WORK TO DO: Lay out every line of the listing below as a Markdown table with the columns "No." and "Text," numbering the rows and omitting blank lines. Leave the pictures out.

(Excerpts from a detection dataset)
***
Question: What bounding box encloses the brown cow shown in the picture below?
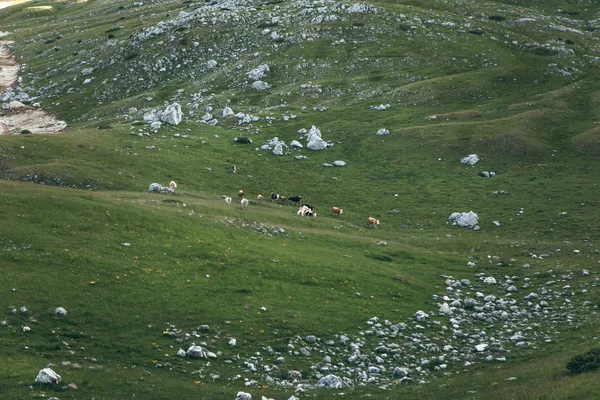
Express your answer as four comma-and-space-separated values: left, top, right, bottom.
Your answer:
368, 217, 379, 229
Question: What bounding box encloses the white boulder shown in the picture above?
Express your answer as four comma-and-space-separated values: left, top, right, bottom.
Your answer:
306, 125, 327, 150
54, 307, 67, 317
246, 64, 269, 81
235, 392, 252, 400
252, 81, 269, 90
223, 107, 234, 118
317, 374, 344, 389
273, 142, 285, 156
35, 368, 62, 385
448, 211, 479, 228
160, 103, 183, 125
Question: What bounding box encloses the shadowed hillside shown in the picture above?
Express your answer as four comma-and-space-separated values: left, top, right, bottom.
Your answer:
0, 0, 600, 399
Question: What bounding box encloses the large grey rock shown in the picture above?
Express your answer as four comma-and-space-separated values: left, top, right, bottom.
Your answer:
235, 392, 252, 400
273, 142, 285, 156
160, 103, 183, 125
54, 307, 67, 317
460, 154, 479, 165
317, 374, 344, 389
35, 368, 62, 385
185, 343, 217, 358
448, 211, 479, 228
306, 125, 327, 150
252, 81, 269, 90
393, 367, 408, 378
223, 107, 234, 118
246, 64, 269, 81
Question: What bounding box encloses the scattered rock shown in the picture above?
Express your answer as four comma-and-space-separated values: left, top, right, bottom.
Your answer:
35, 368, 62, 385
460, 154, 479, 166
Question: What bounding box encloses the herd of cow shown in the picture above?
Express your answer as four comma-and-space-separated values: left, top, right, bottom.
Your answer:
148, 182, 379, 228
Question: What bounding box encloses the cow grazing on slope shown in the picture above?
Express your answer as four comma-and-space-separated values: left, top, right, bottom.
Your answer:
368, 217, 379, 229
296, 205, 317, 217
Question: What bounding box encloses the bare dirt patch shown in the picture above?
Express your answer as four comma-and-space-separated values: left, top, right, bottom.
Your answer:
0, 41, 67, 135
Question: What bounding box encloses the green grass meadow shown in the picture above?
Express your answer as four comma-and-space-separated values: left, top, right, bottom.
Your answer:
0, 0, 600, 400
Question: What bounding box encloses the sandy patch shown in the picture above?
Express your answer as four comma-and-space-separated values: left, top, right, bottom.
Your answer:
***
CORRECT OUTPUT:
| No. | Text |
|---|---|
| 1 | Question: What bounding box encloses the brown cow shown in the picture below? |
| 2 | Express your answer as four comma-and-space-separated values: left, top, right, bottom. |
| 3 | Your answer: |
| 4 | 368, 217, 379, 229 |
| 5 | Question: What bounding box encloses the white boulder shown in the picture above? |
| 6 | Express your answer as four comma-and-space-separated values: left, top, right, bottom. |
| 7 | Your answer: |
| 8 | 306, 125, 327, 150 |
| 9 | 54, 307, 67, 317 |
| 10 | 246, 64, 269, 81 |
| 11 | 235, 392, 252, 400 |
| 12 | 252, 81, 269, 90 |
| 13 | 223, 107, 234, 118 |
| 14 | 317, 374, 344, 389 |
| 15 | 273, 142, 285, 156 |
| 16 | 35, 368, 62, 385 |
| 17 | 448, 211, 479, 228 |
| 18 | 160, 103, 183, 125 |
| 19 | Question: What bounding box encloses the shadowed hillside shown in the picture above? |
| 20 | Express your answer as four comma-and-space-separated values: left, top, right, bottom. |
| 21 | Your answer: |
| 22 | 0, 0, 600, 399 |
| 23 | Question: What bounding box encloses the large grey rock shown in the picture above? |
| 24 | Express your answer as four comma-and-space-separated values: left, top, right, bottom. |
| 25 | Your answer: |
| 26 | 235, 392, 252, 400 |
| 27 | 273, 142, 285, 156 |
| 28 | 160, 103, 183, 125 |
| 29 | 54, 307, 67, 317 |
| 30 | 460, 154, 479, 165 |
| 31 | 317, 374, 344, 389 |
| 32 | 35, 368, 62, 385 |
| 33 | 185, 343, 217, 358 |
| 34 | 448, 211, 479, 228 |
| 35 | 306, 125, 327, 150 |
| 36 | 252, 81, 269, 90 |
| 37 | 393, 367, 408, 378 |
| 38 | 223, 107, 234, 118 |
| 39 | 246, 64, 269, 81 |
| 40 | Question: What bounding box encloses the scattered rock shown in the picture above? |
| 41 | Express your answer as four comma-and-space-separated values: left, top, right, bottom. |
| 42 | Your answer: |
| 43 | 35, 368, 62, 385 |
| 44 | 460, 154, 479, 166 |
| 45 | Question: What bounding box encloses the herd of cow shown in the picture above? |
| 46 | Express your answer as four comma-and-space-separated values: left, top, right, bottom. |
| 47 | Your answer: |
| 48 | 148, 182, 379, 228 |
| 49 | Question: What bounding box encloses the cow grazing on slope shown in the picture above? |
| 50 | Express your answer as four comma-and-space-separated values: left, top, right, bottom. |
| 51 | Your answer: |
| 52 | 368, 217, 379, 229 |
| 53 | 296, 205, 317, 217 |
| 54 | Question: What bounding box encloses the bare dirt patch shown in the picture above? |
| 55 | Express your answer as four comma-and-space-separated values: left, top, right, bottom. |
| 56 | Your answer: |
| 57 | 0, 41, 67, 135 |
| 58 | Question: What bounding box encloses the green grass meadow shown in the picture above? |
| 59 | Express your answer as four comma-and-space-separated values: left, top, right, bottom. |
| 60 | Your answer: |
| 61 | 0, 0, 600, 400 |
| 62 | Question: What bounding box encloses the sandy patch shown in the picture above? |
| 63 | Express your answer as four comma-and-space-separated values: left, top, right, bottom. |
| 64 | Your answer: |